--- START OF Text passage ---

3. The case was transferred to the court of learned Metropolitan Magistrate, 20th Court, Calcutta and pursuant to issuance of summons, the petitioner appeared before the said court and filed an application praying for his discharge from the case under section 245 (2) of the Code of Criminal Procedure. Upon hearing the parties, the learned trial court rejected the prayer of the petitioner by the order impugned.
4. It is submitted on behalf of the petitioner that the petitioner is in no way connected with the accused company and no offence has been made out against him in the complaint. The thrust of the allegation in the complaint is against the accused company and its Directors with whom the petitioner has no nexus whatsoever.
5. The petitioner has referred to a decision of this court in Jully Techi & Ors. Versus The State of West Bengal & Another,2020 1 CalCriLR 222 (Cal) and Anu Mehta & Others v/s Gunmala Sales Private Limited & Another, (2015) 4 CalLT 310 (HC) and has prayed for his discharge from the case under section 245(2) of the Code by setting aside the order impugned.
6. In raising serious objection to the contention of the petitioner, it is submitted on behalf of the opposite party that the petitioner posed himself to be the Director, Chief Executive, and/or person in charge, in control and/or responsible for the affairs of the accused company and approached the petitioner for delivery of goods in favour of the accused company on credit. Learned Counsel for the opposite party has further submitted that upon learning that the petitioner's son is one of the Directors of the company and the petitioner does not represent the company in any capacity, the opposite party has taken out an application before the learned trial court under section 319 of the Code praying for adding the Directors/office bearers of the company as accused in the case.

--- END OF Text passage ---
--- START OF Record set ---

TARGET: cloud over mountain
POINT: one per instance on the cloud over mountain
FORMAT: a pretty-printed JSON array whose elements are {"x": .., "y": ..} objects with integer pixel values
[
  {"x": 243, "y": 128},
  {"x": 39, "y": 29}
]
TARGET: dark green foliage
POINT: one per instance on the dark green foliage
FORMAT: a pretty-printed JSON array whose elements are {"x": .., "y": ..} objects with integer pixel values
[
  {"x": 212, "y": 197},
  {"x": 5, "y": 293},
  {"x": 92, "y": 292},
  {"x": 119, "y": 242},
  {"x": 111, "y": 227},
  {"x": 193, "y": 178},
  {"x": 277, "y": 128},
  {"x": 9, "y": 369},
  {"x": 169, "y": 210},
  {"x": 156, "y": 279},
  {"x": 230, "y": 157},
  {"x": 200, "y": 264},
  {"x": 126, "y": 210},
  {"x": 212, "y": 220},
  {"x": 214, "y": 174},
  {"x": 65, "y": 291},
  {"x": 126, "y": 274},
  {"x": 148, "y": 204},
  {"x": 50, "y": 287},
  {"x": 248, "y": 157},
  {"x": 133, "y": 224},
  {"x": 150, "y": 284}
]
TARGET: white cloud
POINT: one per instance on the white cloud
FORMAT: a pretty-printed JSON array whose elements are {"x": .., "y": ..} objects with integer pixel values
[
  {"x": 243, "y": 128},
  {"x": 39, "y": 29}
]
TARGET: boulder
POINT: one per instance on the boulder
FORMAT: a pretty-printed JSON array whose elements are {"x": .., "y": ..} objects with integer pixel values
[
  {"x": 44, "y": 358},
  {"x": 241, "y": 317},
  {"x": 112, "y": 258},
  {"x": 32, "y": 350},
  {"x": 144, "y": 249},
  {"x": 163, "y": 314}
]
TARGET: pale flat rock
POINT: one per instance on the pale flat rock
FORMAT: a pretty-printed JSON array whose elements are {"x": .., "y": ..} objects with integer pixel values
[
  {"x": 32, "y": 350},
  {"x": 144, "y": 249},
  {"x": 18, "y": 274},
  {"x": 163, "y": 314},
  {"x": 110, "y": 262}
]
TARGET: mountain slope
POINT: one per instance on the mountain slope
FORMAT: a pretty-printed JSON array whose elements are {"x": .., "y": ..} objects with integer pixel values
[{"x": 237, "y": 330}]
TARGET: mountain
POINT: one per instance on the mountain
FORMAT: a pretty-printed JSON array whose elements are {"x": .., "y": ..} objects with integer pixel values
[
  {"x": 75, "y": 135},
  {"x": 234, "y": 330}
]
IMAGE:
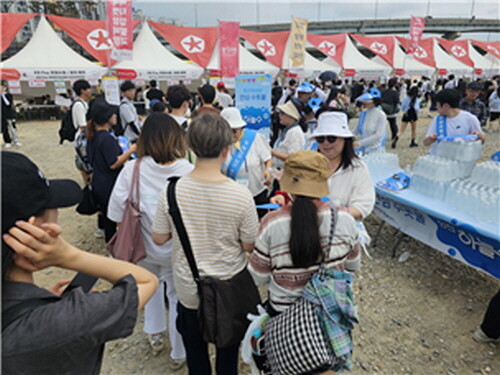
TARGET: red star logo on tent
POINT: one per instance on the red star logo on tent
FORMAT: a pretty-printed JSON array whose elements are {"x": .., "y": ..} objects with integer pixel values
[
  {"x": 193, "y": 44},
  {"x": 458, "y": 51},
  {"x": 99, "y": 39},
  {"x": 420, "y": 53},
  {"x": 266, "y": 48},
  {"x": 328, "y": 48},
  {"x": 379, "y": 48}
]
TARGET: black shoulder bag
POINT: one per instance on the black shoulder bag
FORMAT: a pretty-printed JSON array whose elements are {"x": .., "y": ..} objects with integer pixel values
[{"x": 224, "y": 304}]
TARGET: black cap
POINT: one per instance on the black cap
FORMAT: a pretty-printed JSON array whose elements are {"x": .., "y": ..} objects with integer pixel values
[
  {"x": 475, "y": 86},
  {"x": 26, "y": 191}
]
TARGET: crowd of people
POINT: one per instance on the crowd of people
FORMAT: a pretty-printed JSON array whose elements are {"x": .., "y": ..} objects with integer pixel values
[{"x": 310, "y": 167}]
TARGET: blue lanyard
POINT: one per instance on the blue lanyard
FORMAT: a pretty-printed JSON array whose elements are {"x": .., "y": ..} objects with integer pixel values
[
  {"x": 241, "y": 154},
  {"x": 441, "y": 129}
]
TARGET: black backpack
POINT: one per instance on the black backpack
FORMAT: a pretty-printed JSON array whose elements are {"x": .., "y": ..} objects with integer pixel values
[{"x": 67, "y": 130}]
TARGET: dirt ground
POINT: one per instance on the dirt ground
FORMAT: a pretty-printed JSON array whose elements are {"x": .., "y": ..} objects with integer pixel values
[{"x": 416, "y": 317}]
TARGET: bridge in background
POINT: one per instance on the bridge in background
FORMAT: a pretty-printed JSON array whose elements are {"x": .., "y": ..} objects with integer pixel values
[{"x": 449, "y": 28}]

--- END OF Record set ---

■ What to do ■
**a.** Can you copy from the court order excerpt the part that opens with the words containing "3. The case" and closes with "by the order impugned."?
**b.** Answer these questions using the court order excerpt:
(i) To which court was the case transferred?
(ii) Under which section of the Code did the opposite party apply to add the Directors/office bearers of the company as accused?
(iii) According to the opposite party's counsel, who is one of the Directors of the company?
**c.** Could you turn the paragraph of the court order excerpt beginning "The case was transferred" into a short list that keeps its main facts?

■ Outputs ■
**a.**
3. The case was transferred to the court of learned Metropolitan Magistrate, 20th Court, Calcutta and pursuant to issuance of summons, the petitioner appeared before the said court and filed an application praying for his discharge from the case under section 245 (2) of the Code of Criminal Procedure. Upon hearing the parties, the learned trial court rejected the prayer of the petitioner by the order impugned.

**b.**
(i) The court of the Metropolitan Magistrate, 20th Court, Calcutta.
(ii) Section 319.
(iii) The petitioner's son.

**c.**
- The case was transferred to the court of the Metropolitan Magistrate, 20th Court, Calcutta.
- After summons were issued, the petitioner appeared and applied for discharge under section 245(2) of the Code of Criminal Procedure.
- After hearing the parties, the trial court rejected his prayer by the impugned order.